◆ Written request
Swap "bicycle wheel" for "bike wheel" everywhere in the items below, and reproduce them with no other changes.

>> START Records provided

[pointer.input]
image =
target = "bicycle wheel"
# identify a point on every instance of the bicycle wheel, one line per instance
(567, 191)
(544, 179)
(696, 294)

>> END Records provided

◆ Task response
[pointer.input]
image =
target = "bike wheel"
# identify a point on every instance of the bike wheel, one line per instance
(567, 191)
(544, 179)
(696, 294)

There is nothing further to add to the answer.